Pointing and labeling entries:
%%

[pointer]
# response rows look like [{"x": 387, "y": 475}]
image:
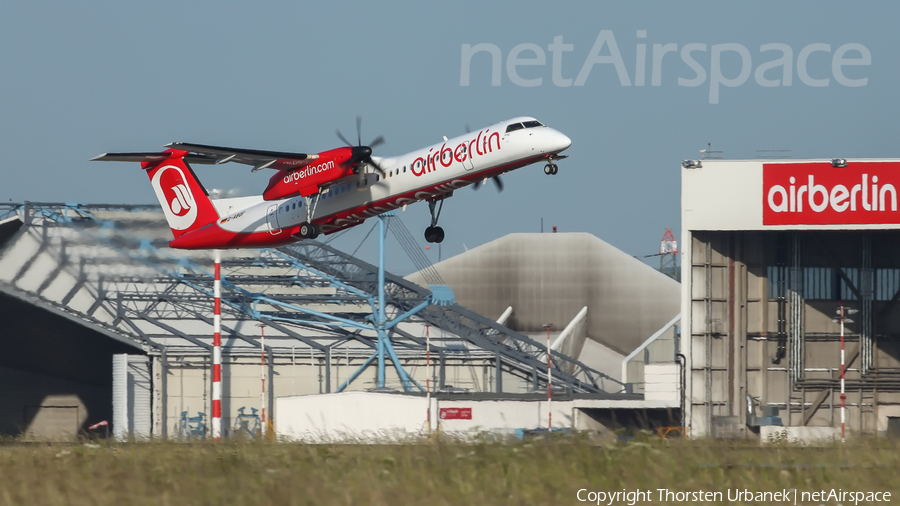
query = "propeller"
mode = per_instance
[
  {"x": 362, "y": 154},
  {"x": 497, "y": 182}
]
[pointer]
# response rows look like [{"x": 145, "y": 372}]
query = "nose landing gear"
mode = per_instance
[
  {"x": 435, "y": 233},
  {"x": 551, "y": 168}
]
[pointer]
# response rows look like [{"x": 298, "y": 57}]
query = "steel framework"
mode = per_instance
[{"x": 113, "y": 273}]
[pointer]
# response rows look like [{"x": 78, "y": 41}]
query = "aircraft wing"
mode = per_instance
[
  {"x": 258, "y": 159},
  {"x": 153, "y": 157}
]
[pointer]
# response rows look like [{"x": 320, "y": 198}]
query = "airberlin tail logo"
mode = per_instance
[{"x": 175, "y": 196}]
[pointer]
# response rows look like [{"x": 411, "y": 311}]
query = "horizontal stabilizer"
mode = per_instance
[{"x": 152, "y": 157}]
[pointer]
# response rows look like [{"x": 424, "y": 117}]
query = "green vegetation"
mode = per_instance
[{"x": 538, "y": 472}]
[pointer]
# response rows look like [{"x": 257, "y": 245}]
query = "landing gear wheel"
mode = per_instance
[
  {"x": 434, "y": 234},
  {"x": 309, "y": 231}
]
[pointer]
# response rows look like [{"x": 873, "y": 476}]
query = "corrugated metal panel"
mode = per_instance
[
  {"x": 140, "y": 412},
  {"x": 120, "y": 396}
]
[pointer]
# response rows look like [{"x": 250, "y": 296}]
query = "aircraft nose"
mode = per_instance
[{"x": 560, "y": 141}]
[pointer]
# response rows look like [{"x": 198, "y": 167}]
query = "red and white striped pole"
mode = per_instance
[
  {"x": 262, "y": 373},
  {"x": 428, "y": 374},
  {"x": 843, "y": 368},
  {"x": 549, "y": 382},
  {"x": 217, "y": 350}
]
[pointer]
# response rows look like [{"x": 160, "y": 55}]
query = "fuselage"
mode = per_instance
[{"x": 425, "y": 174}]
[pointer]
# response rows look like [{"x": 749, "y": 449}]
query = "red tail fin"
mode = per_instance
[{"x": 184, "y": 200}]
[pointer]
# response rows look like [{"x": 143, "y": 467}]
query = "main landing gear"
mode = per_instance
[
  {"x": 435, "y": 233},
  {"x": 309, "y": 230}
]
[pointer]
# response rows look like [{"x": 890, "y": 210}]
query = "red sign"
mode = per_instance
[
  {"x": 819, "y": 194},
  {"x": 456, "y": 413}
]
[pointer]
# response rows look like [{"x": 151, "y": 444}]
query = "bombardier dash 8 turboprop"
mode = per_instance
[{"x": 333, "y": 190}]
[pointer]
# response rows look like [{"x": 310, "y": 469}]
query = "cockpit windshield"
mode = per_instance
[{"x": 525, "y": 124}]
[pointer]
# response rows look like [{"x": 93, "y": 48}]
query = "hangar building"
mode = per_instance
[{"x": 772, "y": 249}]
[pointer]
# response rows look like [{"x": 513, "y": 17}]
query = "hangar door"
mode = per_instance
[{"x": 132, "y": 387}]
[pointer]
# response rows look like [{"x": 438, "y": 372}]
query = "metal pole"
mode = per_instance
[
  {"x": 843, "y": 395},
  {"x": 428, "y": 374},
  {"x": 549, "y": 382},
  {"x": 217, "y": 350},
  {"x": 380, "y": 318},
  {"x": 262, "y": 373}
]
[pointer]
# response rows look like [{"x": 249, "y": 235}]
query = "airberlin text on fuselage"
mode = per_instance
[
  {"x": 483, "y": 144},
  {"x": 308, "y": 171}
]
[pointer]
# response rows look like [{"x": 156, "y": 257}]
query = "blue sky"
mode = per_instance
[{"x": 86, "y": 78}]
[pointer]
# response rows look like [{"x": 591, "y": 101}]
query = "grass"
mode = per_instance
[{"x": 538, "y": 473}]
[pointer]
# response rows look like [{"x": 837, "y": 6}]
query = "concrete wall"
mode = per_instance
[
  {"x": 188, "y": 383},
  {"x": 370, "y": 417}
]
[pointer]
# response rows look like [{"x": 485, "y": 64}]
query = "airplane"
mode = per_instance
[{"x": 333, "y": 190}]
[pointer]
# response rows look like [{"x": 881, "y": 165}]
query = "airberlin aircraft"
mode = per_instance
[{"x": 326, "y": 192}]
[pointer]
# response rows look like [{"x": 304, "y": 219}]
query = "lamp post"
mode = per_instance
[{"x": 549, "y": 382}]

%%

_EXERCISE_:
Reproduce the listing above exactly, excluding all pictures.

_THE REPLY_:
[pointer]
# response rows look like [{"x": 387, "y": 475}]
image:
query = "propeller"
mode = per_instance
[
  {"x": 362, "y": 154},
  {"x": 497, "y": 182}
]
[pointer]
# response rows look like [{"x": 145, "y": 372}]
query = "nose landing gear"
mode = per_instance
[
  {"x": 435, "y": 233},
  {"x": 551, "y": 168}
]
[pointer]
# response rows look like [{"x": 298, "y": 57}]
query = "steel framework"
mode = per_instance
[{"x": 113, "y": 273}]
[pointer]
# response rows look like [{"x": 78, "y": 41}]
query = "aircraft wing"
mode = per_instance
[
  {"x": 258, "y": 159},
  {"x": 153, "y": 157}
]
[pointer]
# response rows look like [{"x": 320, "y": 198}]
query = "airberlin tail logo"
mode = per_instance
[{"x": 175, "y": 196}]
[pointer]
# response rows look like [{"x": 411, "y": 311}]
query = "horizontal stabilizer"
mode = per_instance
[{"x": 152, "y": 157}]
[pointer]
# response rows look like [{"x": 424, "y": 117}]
query = "green vegetation"
mode = per_instance
[{"x": 538, "y": 472}]
[pointer]
# response rows look like [{"x": 257, "y": 245}]
query = "landing gear wheel"
mode = per_instance
[
  {"x": 434, "y": 234},
  {"x": 309, "y": 231}
]
[pointer]
# response rows look like [{"x": 873, "y": 476}]
query = "corrugated metal panel"
mode = per_instance
[
  {"x": 140, "y": 412},
  {"x": 120, "y": 396}
]
[pointer]
# response rows look like [{"x": 250, "y": 296}]
query = "aircraft nose"
mode = per_instance
[{"x": 560, "y": 141}]
[pointer]
# response rows look like [{"x": 198, "y": 167}]
query = "red and white striped pole"
mode = per_instance
[
  {"x": 262, "y": 373},
  {"x": 428, "y": 374},
  {"x": 843, "y": 368},
  {"x": 549, "y": 382},
  {"x": 217, "y": 350}
]
[pointer]
# response rows look like [{"x": 160, "y": 55}]
query = "fuselage"
mode = per_instance
[{"x": 425, "y": 174}]
[pointer]
# response rows look like [{"x": 749, "y": 449}]
query = "red tail fin"
mode = per_instance
[{"x": 184, "y": 200}]
[pointer]
# response rows look like [{"x": 143, "y": 467}]
query = "main landing gear"
mode = per_instance
[
  {"x": 435, "y": 233},
  {"x": 309, "y": 230}
]
[pointer]
# response rows look like [{"x": 890, "y": 210}]
query = "red sign"
mode = per_instance
[
  {"x": 819, "y": 194},
  {"x": 456, "y": 413}
]
[pointer]
# response rows look like [{"x": 151, "y": 444}]
query = "bombardier dash 8 turboprop"
mode = per_instance
[{"x": 333, "y": 190}]
[pointer]
# response rows look like [{"x": 310, "y": 469}]
query = "cockpit windshield"
mode = per_instance
[{"x": 525, "y": 124}]
[pointer]
# response rows look like [{"x": 93, "y": 48}]
query = "hangar building"
mode = per_instance
[{"x": 772, "y": 249}]
[pointer]
# response rows look like [{"x": 513, "y": 17}]
query = "hangar door"
mode = per_instance
[{"x": 132, "y": 387}]
[pointer]
# response rows look like [{"x": 438, "y": 372}]
query = "metal pole"
mode = per_instance
[
  {"x": 843, "y": 395},
  {"x": 428, "y": 374},
  {"x": 549, "y": 382},
  {"x": 217, "y": 350},
  {"x": 380, "y": 318},
  {"x": 262, "y": 373}
]
[pointer]
# response rows look like [{"x": 249, "y": 235}]
query = "airberlin text on fuselage"
mode = per_instance
[
  {"x": 483, "y": 144},
  {"x": 308, "y": 171}
]
[pointer]
# response rows look like [{"x": 156, "y": 257}]
query = "blue sky"
mode = per_instance
[{"x": 86, "y": 78}]
[pointer]
# response rows look like [{"x": 591, "y": 101}]
query = "grass"
mode = per_instance
[{"x": 538, "y": 473}]
[pointer]
# response rows look like [{"x": 837, "y": 6}]
query = "concrete wall"
mode = per_instance
[
  {"x": 188, "y": 383},
  {"x": 370, "y": 417}
]
[pointer]
# response rows look like [{"x": 485, "y": 64}]
query = "airplane"
mode = per_instance
[{"x": 333, "y": 190}]
[pointer]
# response rows look like [{"x": 881, "y": 165}]
query = "airberlin aircraft"
mode = per_instance
[{"x": 326, "y": 192}]
[pointer]
# response rows look like [{"x": 304, "y": 219}]
query = "lamp post"
mode = per_instance
[{"x": 549, "y": 382}]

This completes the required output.